_Exercise instructions_
Rewrite the entries below, changing every "agriculture scouting record" to "crop inspection log" and leaving everything else unchanged.

_Data supplied_
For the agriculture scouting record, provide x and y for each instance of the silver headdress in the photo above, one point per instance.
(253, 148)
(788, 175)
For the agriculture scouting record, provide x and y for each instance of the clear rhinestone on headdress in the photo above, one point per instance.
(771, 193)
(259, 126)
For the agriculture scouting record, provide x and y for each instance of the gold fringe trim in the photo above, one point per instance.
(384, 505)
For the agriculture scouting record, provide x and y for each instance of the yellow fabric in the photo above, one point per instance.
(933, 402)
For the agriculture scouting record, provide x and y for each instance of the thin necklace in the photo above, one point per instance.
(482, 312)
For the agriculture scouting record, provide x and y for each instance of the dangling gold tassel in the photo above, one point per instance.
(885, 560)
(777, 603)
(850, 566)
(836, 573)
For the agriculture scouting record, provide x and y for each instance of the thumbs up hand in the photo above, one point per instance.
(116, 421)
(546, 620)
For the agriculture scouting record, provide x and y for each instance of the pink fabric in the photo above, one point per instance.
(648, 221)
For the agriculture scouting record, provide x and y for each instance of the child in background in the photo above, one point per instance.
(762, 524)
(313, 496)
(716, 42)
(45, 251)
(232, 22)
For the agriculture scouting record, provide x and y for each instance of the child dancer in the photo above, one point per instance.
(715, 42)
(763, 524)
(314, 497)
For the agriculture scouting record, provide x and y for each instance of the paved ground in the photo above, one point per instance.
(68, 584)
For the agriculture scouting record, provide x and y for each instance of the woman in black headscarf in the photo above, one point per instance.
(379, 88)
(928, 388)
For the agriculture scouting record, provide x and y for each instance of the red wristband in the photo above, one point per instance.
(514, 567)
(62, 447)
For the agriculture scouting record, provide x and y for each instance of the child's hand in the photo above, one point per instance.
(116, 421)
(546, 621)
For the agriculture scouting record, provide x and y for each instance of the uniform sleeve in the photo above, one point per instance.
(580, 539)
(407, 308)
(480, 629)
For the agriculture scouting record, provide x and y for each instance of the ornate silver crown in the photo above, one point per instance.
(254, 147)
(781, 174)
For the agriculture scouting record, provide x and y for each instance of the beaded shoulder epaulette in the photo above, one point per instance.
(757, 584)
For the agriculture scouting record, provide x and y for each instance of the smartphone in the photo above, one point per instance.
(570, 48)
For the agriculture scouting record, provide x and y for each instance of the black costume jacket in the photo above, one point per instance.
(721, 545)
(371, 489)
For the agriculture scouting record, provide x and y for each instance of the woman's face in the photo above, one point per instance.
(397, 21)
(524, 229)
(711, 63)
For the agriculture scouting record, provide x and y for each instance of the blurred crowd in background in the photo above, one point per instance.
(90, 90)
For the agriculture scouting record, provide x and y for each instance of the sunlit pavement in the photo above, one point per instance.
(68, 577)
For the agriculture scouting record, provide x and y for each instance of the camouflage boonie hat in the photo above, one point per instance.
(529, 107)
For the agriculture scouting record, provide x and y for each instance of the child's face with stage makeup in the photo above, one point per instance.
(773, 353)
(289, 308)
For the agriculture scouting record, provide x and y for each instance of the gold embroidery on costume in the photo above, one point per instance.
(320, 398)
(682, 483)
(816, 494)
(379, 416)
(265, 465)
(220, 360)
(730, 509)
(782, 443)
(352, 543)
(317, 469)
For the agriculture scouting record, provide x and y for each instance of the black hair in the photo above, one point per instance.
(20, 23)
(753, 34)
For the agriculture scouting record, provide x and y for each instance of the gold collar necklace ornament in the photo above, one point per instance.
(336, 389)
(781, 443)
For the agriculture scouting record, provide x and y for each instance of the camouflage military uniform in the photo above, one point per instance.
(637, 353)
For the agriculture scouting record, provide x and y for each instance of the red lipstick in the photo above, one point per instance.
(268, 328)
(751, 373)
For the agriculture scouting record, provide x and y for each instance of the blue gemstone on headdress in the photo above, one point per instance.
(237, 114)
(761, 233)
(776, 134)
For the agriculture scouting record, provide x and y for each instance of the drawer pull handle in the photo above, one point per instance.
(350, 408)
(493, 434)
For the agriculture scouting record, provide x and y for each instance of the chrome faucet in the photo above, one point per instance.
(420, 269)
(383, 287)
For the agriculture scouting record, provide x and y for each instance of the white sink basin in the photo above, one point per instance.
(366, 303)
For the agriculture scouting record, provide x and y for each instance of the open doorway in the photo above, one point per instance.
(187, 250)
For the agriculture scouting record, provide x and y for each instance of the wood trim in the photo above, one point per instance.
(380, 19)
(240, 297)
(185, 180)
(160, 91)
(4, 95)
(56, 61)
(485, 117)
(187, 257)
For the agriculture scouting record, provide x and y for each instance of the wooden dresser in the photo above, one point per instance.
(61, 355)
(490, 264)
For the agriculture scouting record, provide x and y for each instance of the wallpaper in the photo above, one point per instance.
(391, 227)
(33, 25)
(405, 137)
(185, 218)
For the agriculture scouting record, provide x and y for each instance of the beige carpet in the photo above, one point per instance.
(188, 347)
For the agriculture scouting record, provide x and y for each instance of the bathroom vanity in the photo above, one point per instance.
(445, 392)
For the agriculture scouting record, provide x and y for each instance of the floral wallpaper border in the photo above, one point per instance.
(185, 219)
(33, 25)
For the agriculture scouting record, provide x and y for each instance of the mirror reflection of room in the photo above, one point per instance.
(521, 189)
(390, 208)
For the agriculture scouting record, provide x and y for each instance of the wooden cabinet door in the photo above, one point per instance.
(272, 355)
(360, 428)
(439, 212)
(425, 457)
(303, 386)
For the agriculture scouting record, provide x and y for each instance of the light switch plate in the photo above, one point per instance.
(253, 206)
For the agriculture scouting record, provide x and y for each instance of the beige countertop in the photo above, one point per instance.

_Exercise response_
For the crop inspection log, provide x and y for each instance of the silver headdress in the photo above, one point per instance.
(253, 148)
(788, 175)
For the crop inspection log, provide x and y for each instance of the clear rhinestone on headdress in the photo above, one point per instance.
(771, 193)
(259, 126)
For the crop inspection log, provide x and y for each instance of the gold fringe trim in the photo above, one point per instance.
(384, 505)
For the crop inspection log, provide x and y for each instance of the yellow fabric in the photo above, one point per instance.
(933, 402)
For the crop inspection log, provide x and y for each instance of the thin necklace in the photo above, one point per instance.
(482, 312)
For the crop inspection log, provide x and y for each instance of the dangling gold tassel in the photo above, one point per instance.
(885, 560)
(777, 603)
(850, 566)
(836, 573)
For the crop inspection log, provide x and y for each instance of the thumbs up hand in the photo above, one point per instance.
(116, 421)
(546, 620)
For the crop inspection log, provide x and y for each instance of the pink fabric in the photo above, one point per instance.
(648, 221)
For the crop inspection log, provide x and y for each instance of the child in background in the photo above, one point per instance.
(762, 524)
(313, 496)
(716, 42)
(45, 251)
(232, 22)
For the crop inspection log, provide x and y for each instance of the child dancer in the photo above, one point per instance.
(715, 42)
(763, 524)
(314, 497)
For the crop inspection log, provide x and y for each instance of the paved ground in the photo above, one point per instance.
(68, 584)
For the crop inspection log, provide x and y for each instance of the woman in black headscarf in the photo above, one point per instance.
(379, 88)
(928, 388)
For the crop inspection log, provide x and y for each instance of the red wristband in the photo above, one point per instance.
(514, 567)
(62, 447)
For the crop inspection log, provide x and y for each instance of the child's hand in the photo above, one point per instance.
(116, 421)
(546, 621)
For the crop inspection log, provide x and y for each instance of the uniform sleeve in the photo above, one point per instance.
(580, 539)
(407, 308)
(480, 629)
For the crop inspection log, provide x and y for each instance of the ornate silver crown in the photo above, one point per instance.
(254, 147)
(781, 174)
For the crop inspection log, provide x and y for each instance of the beaded shoulder epaulette in the photo above, one point per instance.
(757, 584)
For the crop inspection log, provide x and y for each instance of the smartphone in the photo above, one point per instance.
(570, 48)
For the crop inspection log, provide x and y for each instance of the black costume jacket in the photo above, one point per instance.
(721, 545)
(371, 489)
For the crop inspection log, provide x and y for each instance of the woman's face in the photo above, one point per instance.
(397, 21)
(524, 229)
(711, 63)
For the crop inspection log, provide x and y for each instance of the blurred crowd in background in the photo above, one point per instance.
(90, 90)
For the crop inspection log, provide x and y for each instance of the sunlit pavement in the photo above, one point per instance.
(68, 577)
For the crop inspection log, provide x and y for each instance of the camouflage boonie hat in the photo above, one point per instance.
(529, 107)
For the crop inspection log, provide x and y for each instance of the child's face with stage makeup in the photo above, one point per instance.
(773, 353)
(289, 308)
For the crop inspection log, provide x and y for each instance of the gold embroidery on costume in the photo above, one point per instance.
(320, 398)
(682, 483)
(816, 494)
(379, 416)
(265, 465)
(220, 360)
(730, 509)
(782, 443)
(352, 543)
(317, 469)
For the crop inspection log, provide x and y for each instance of the black hair in the photo above, one point per instance.
(20, 23)
(753, 34)
For the crop inspection log, provide x and y for each instance of the gold collar necklace ornament in the photo above, one point per instance.
(336, 389)
(781, 443)
For the crop inspection log, provide x and y for each instance of the camouflage military uniform in the photo above, one point per instance.
(637, 353)
For the crop inspection log, provide x and y for each instance of the red lipstick in the photo above, one point per instance.
(268, 328)
(751, 373)
For the crop inspection log, provide x and y for each instance of the blue gemstone on headdress in the photo above, one point per instance.
(237, 114)
(761, 233)
(776, 134)
For the crop inspection log, provide x and y for each instance of the drawer pull handle in the photo above, one point per instance.
(350, 408)
(493, 434)
For the crop inspection log, provide x and y for each instance of the chrome faucet in the photo above, one point per instance.
(420, 269)
(383, 287)
For the crop inspection log, provide x and y for each instance of the white sink basin in the photo above, one point per instance.
(366, 303)
For the crop inspection log, provide x and y for each instance of the open doorway in the photo above, one point per instance.
(187, 250)
For the crop inspection log, provide x and y for each instance of the wood trim in the photo above, one point per instance.
(380, 19)
(240, 297)
(185, 180)
(160, 91)
(4, 95)
(56, 61)
(485, 117)
(187, 257)
For the crop inspection log, provide x and y for each instance of the wooden dresser in the photo above, one point per instance.
(61, 355)
(490, 264)
For the crop inspection log, provide x and y for each instance of the wallpaper in the photo above, one point per instance.
(391, 227)
(33, 25)
(405, 137)
(185, 218)
For the crop inspection log, provide x and y for each instance of the beige carpet in the photo above, one point per instance.
(188, 347)
For the crop inspection log, provide x and y for each instance of the bathroom vanity in the photo above, one point per instance.
(445, 392)
For the crop inspection log, provide x and y for each instance of the floral wallpaper border in the photo above, one point per instance.
(185, 219)
(33, 25)
For the crop inspection log, provide x and y for each instance of the mirror reflection of room in the photo above, one point per instance.
(521, 189)
(390, 208)
For the crop inspection log, provide x and y for each instance of the wooden cabinet door in the photo above, one point per instance.
(272, 355)
(360, 428)
(439, 212)
(425, 457)
(303, 386)
For the crop inspection log, provide x and y for each instance of the light switch plate in the photo above, one point per instance.
(253, 206)
For the crop inspection log, provide x and y for each instance of the beige countertop in the photo above, one point per instance.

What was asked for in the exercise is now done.